_Directives:_
• A. In the distribution agreement letter, how much written notice must the Publisher give before a partial withdrawal of the Works?
• B. Pick up the distribution agreement letter after its last sentence and continue it.

[* SIGNIFIES THAT CONFIDENTIAL MATERIAL HAS BEEN OMITTED AND FILED SEPARATELY
WITH THE SECURITIES AND EXCHANGE COMMISSION PURSUANT TO A REQUEST FOR
CONFIDENTIAL TREATMENT.]
EXHIBIT 10.7
October 1, 2002
The Peoples Publishing Group, Inc.
000 Xxxxxx Xxxxxx
Xxxxxx Xxxxx, XX 00000
Attn: Xxxxx Xxxxxxx
This letter when counterexecuted and delivered to us, shall constitute an
agreement effective as of the above date between Xxxx Xxxxx & Sons, Inc.
("Publisher") and The Peoples Publishing Group, Inc. ("Distributor").
1. APPOINTMENT.
a) Publisher hereby appoints Distributor, and Distributor accepts
appointment to be, Publisher's sole and exclusive distributor in the
areas and markets set forth on Schedule 1 (the "Market") for the
promotion, sale, and distribution of the print materials set forth on
Schedule 1 (the "Works") provided, however, that Distributor's rights
with respect to works which are not college textbooks shall be
non-exclusive. Publisher shall have the right, in its sole discretion
to withdraw selective Work(s) from this Agreement so long as such Works
constituted [*]% or less of the Distributor's prior fiscal year total
purchases and commissions from all the Work(s), and thereby to
terminate Distributor's distribution rights with respect to such
Work(s). In the event of such partial withdrawal of the Works,
Publisher will provide a minimum of nine months written notice.

_Raw data:_
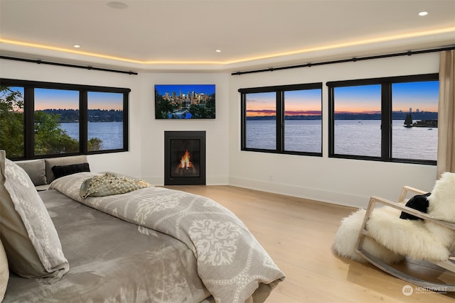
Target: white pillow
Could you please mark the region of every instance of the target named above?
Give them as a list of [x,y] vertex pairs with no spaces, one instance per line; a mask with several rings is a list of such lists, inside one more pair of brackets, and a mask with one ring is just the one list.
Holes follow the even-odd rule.
[[0,241],[0,302],[3,300],[9,279],[9,270],[8,269],[8,259],[5,249]]
[[0,235],[9,269],[53,282],[69,270],[50,216],[27,173],[0,150]]

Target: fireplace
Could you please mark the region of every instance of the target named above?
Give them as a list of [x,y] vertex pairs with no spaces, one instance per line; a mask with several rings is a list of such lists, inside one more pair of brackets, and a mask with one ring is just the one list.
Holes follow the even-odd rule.
[[164,185],[205,184],[205,131],[164,132]]

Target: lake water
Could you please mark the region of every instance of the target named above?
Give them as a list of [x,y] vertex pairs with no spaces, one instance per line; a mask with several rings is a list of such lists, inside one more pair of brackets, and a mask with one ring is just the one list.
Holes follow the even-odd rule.
[[[392,121],[392,157],[436,160],[437,128],[404,127],[404,120]],[[286,120],[286,150],[321,152],[320,120]],[[336,120],[335,153],[380,157],[381,129],[379,120]],[[275,149],[274,120],[247,121],[247,147]]]
[[[78,123],[62,123],[60,126],[70,137],[79,140]],[[92,138],[102,141],[102,150],[123,148],[123,122],[90,122],[88,139]]]

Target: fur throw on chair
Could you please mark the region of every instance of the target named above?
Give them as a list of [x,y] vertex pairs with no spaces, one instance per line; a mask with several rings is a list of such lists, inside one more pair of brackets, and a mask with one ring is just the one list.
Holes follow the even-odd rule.
[[[427,199],[429,215],[455,222],[455,173],[444,172]],[[333,245],[339,255],[365,261],[355,252],[365,214],[364,209],[360,209],[342,220]],[[363,244],[367,252],[389,264],[405,256],[414,260],[449,258],[455,241],[453,230],[425,220],[402,219],[400,214],[400,210],[389,206],[373,210],[366,225],[369,237]]]

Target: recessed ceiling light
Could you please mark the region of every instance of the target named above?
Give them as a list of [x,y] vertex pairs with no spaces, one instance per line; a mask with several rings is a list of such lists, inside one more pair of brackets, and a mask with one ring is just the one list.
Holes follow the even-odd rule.
[[111,9],[126,9],[128,6],[123,2],[112,1],[107,2],[107,6]]

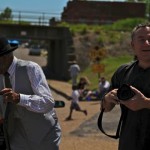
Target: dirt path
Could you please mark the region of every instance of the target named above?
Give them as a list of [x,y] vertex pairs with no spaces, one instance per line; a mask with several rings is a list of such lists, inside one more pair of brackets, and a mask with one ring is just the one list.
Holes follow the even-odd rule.
[[[71,94],[71,87],[67,83],[59,81],[48,82],[58,90]],[[56,109],[62,127],[60,150],[117,150],[118,141],[106,137],[97,128],[97,115],[100,108],[98,101],[80,102],[81,108],[87,109],[88,115],[73,112],[73,120],[66,121],[70,101],[55,94],[53,96],[56,99],[64,100],[66,103],[64,108]]]

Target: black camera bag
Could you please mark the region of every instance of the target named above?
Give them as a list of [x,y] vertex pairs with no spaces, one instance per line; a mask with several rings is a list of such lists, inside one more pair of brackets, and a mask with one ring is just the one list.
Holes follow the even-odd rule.
[[[131,73],[131,71],[132,71],[134,65],[136,64],[136,62],[137,62],[137,61],[135,61],[135,62],[133,62],[133,63],[131,63],[131,64],[123,65],[122,67],[119,68],[118,71],[124,71],[123,76],[121,77],[122,80],[120,81],[120,83],[122,83],[122,81],[125,82],[125,81],[128,80],[128,78],[129,78],[129,76],[130,76],[130,73]],[[119,81],[118,81],[118,82],[119,82]],[[102,99],[102,101],[103,101],[103,99]],[[103,134],[105,134],[105,135],[107,135],[107,136],[109,136],[109,137],[111,137],[111,138],[114,138],[114,139],[118,139],[118,138],[120,137],[121,126],[122,126],[122,123],[123,123],[123,122],[125,123],[126,115],[127,115],[126,107],[123,106],[123,105],[120,105],[120,107],[121,107],[121,116],[120,116],[120,119],[119,119],[119,123],[118,123],[117,131],[116,131],[116,135],[109,135],[109,134],[107,134],[107,133],[104,131],[104,129],[103,129],[103,126],[102,126],[102,118],[103,118],[103,113],[104,113],[104,111],[105,111],[104,108],[101,110],[100,115],[99,115],[98,120],[97,120],[97,125],[98,125],[99,130],[100,130]]]

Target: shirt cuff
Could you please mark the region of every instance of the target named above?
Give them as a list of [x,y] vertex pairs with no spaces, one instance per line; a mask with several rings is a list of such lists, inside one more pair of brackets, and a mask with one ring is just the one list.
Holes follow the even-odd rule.
[[29,97],[30,95],[20,94],[20,102],[18,105],[27,106],[29,103]]

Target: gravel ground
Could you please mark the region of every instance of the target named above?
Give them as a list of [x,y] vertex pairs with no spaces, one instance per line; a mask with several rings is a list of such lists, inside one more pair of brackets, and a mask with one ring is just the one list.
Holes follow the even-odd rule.
[[[46,65],[46,58],[41,56],[29,56],[28,49],[19,48],[14,52],[15,56],[25,60],[32,60],[41,66]],[[80,106],[87,109],[88,115],[80,112],[73,112],[73,120],[66,121],[69,114],[70,101],[66,98],[71,95],[71,85],[65,82],[48,80],[53,97],[56,100],[65,102],[64,108],[56,108],[58,119],[62,128],[62,141],[60,150],[116,150],[117,140],[113,140],[103,135],[97,127],[97,118],[99,115],[99,101],[82,101]],[[59,94],[56,93],[59,91]],[[62,96],[63,95],[63,96]],[[104,120],[104,126],[107,131],[112,131],[116,127],[118,111],[114,111]]]

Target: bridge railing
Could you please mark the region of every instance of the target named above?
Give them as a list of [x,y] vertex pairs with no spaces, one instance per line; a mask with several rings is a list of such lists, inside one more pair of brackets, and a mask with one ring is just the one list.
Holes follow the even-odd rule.
[[[0,10],[0,13],[4,10]],[[35,11],[16,11],[12,10],[12,20],[15,23],[29,22],[31,25],[50,25],[50,20],[55,18],[56,21],[60,21],[59,13],[47,13],[47,12],[35,12]]]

_Task-by-task outputs:_
• A. A minimum of nine months' written notice.

• B.
However, if Publisher gives notice of withdrawal during the period from
October 1 through December 31, Distributor may continue to sell such
Works through September 30 of the following year. Publisher shall give
Distributor timely advance notice and information concerning all new
Works it plans to publish that Publisher determines would be
appropriate for distribution in the Market, including notice of any
sales restrictions, and one free copy of each new Work on availability.
b) All rights not specifically granted herein are retained by Publisher.
2. DISTRIBUTOR. Distributor shall perform, at Distributor's expense, the
following duties as well as any other services reasonably necessary to fulfill
its obligations as Distributor hereunder:
a) Use its reasonable efforts to sell the Works to the Market;
b) Execute at Distributor's sole expense a sales and marketing effort as
described in Schedule 2 and provide sales and marketing management for
its staff, inclusive of ongoing training programs;
c) Provide all normal and customary pre-sale and post-sale presentations
and product training requested by schools; that are reasonable and
consistent with the industry practices of school publishers selling
college textbooks to secondary schools.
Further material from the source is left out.